DIRECTIVE: Starting at the line containing "of the wheel" and ending at the line containing "[[135, 86], [104, 98]]", reproduce those lines with "JSON array" renamed to "list" wherever it occurs and all other text unchanged.

EXERCISE INPUTS:
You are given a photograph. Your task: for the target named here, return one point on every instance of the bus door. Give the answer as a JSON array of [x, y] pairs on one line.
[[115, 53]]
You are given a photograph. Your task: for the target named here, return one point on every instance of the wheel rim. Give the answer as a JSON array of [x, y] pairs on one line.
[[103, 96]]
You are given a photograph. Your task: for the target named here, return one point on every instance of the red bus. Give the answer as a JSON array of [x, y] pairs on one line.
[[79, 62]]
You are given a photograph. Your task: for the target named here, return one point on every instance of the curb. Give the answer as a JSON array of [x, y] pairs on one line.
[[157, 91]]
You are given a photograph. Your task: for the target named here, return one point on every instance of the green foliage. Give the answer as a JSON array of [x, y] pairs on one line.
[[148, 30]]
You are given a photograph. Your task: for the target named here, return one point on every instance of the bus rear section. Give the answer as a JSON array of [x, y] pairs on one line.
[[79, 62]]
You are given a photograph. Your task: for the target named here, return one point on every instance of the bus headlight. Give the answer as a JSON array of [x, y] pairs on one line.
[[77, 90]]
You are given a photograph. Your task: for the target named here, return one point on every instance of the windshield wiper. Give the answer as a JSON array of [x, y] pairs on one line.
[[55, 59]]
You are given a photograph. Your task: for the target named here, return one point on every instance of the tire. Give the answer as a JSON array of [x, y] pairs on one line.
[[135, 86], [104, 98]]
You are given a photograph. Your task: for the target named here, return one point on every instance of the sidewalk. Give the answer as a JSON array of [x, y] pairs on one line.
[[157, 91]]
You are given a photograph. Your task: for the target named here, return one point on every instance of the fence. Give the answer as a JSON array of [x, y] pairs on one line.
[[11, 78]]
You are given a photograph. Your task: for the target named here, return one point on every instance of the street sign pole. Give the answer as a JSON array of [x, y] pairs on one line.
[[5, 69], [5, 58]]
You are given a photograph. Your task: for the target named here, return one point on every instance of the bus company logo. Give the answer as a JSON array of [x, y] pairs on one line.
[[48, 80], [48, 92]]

RESULT OF THIS EXERCISE:
You are given a photograph. Your task: for the target named here, return one point on every instance of the wheel rim. Give the answer as a list of [x, y] pairs on one line.
[[103, 96]]
You are given a photograph. Your task: for the target named here, return one point on every instance of the red bus. Give the answer as a list of [x, y] pairs on one line.
[[79, 62]]
You are given a photograph. Your task: for the target named here, return one point on every instance of the curb. Give the answer as a list of [x, y] pairs on one line.
[[157, 91]]
You are given a photograph. Your task: for the target named here, return one point on every instance of the green foliage. Give the answer as a list of [x, y] pairs on one line.
[[148, 30]]
You are given a photograph. Your task: for the target named here, return one point on every instance of the bus rear section. Give the answer as a list of [x, y] pairs on one line.
[[79, 62]]
You are given a photograph. Your task: for the target named here, return one point on every instance of the bus headlight. Give the answer as a list of [x, y] pairs on one line.
[[77, 90]]
You are given a photograph. Your task: for the target named here, return one point on every instance of the windshield wiper. Give the answer as a list of [x, y] pairs on one line.
[[55, 59]]
You are given a photograph. Your task: for the target named here, return one point on every instance of the tire. Give the answer as a list of [x, y] pairs on one line.
[[135, 86], [104, 98]]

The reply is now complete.